> 問題:
- a) 抜粋のうち、「25日に公開された「GPT―」から「してユーザーを驚かせている。」までを、両端の語句も含めて一字一句変えずに引用してください。
- b) 抜粋によると、GPT―4oの最新アップデートは何日に公開されたか答えてください。

> 抜粋:
:::::

(CNN) オープンAIが最も高度な人工知能(AI)画像ジェネレーターを公開してからわずか数日後、スタジオジブリの作品を模倣した画像がSNSにあふれた。この傾向はAIの威力とそれがもたらす著作権上の懸念を示している。
25日に公開された「GPT―4o」の最新アップデートでは、テキスト解釈の正確性が向上し、より詳細で複雑なプロンプトに従う機能など実用的な進化が数多く盛り込まれている。ただ、オープンAIのウェブサイトの記事によると、このアップデートは「さまざまな画像スタイル」で長時間訓練されており、「サウスパーク」から古典的なクレイアニメまで人気のアニメをほうふつとさせる静止画や動画を生成してユーザーを驚かせている。
しかし、X(旧ツイッター)とインスタグラムではある作風がすぐにあふれかえった。「ChatGPT(チャットGPT)」(およびオープンAIのテキスト動画変換サービス「Sora」)のユーザーが「千と千尋の神隠し」や「ハウルの動く城」などの作品で人気のジブリスタジオの作品を模倣し始めたのだ。

:::::

> 提供データ:
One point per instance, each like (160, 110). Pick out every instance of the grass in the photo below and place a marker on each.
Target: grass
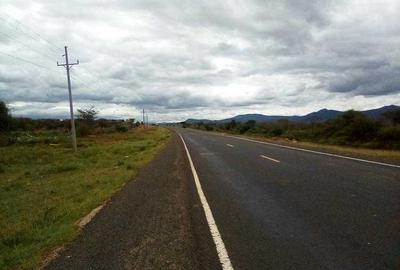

:::::

> 解答:
- a)
25日に公開された「GPT―4o」の最新アップデートでは、テキスト解釈の正確性が向上し、より詳細で複雑なプロンプトに従う機能など実用的な進化が数多く盛り込まれている。ただ、オープンAIのウェブサイトの記事によると、このアップデートは「さまざまな画像スタイル」で長時間訓練されており、「サウスパーク」から古典的なクレイアニメまで人気のアニメをほうふつとさせる静止画や動画を生成してユーザーを驚かせている。

- b) 25日です。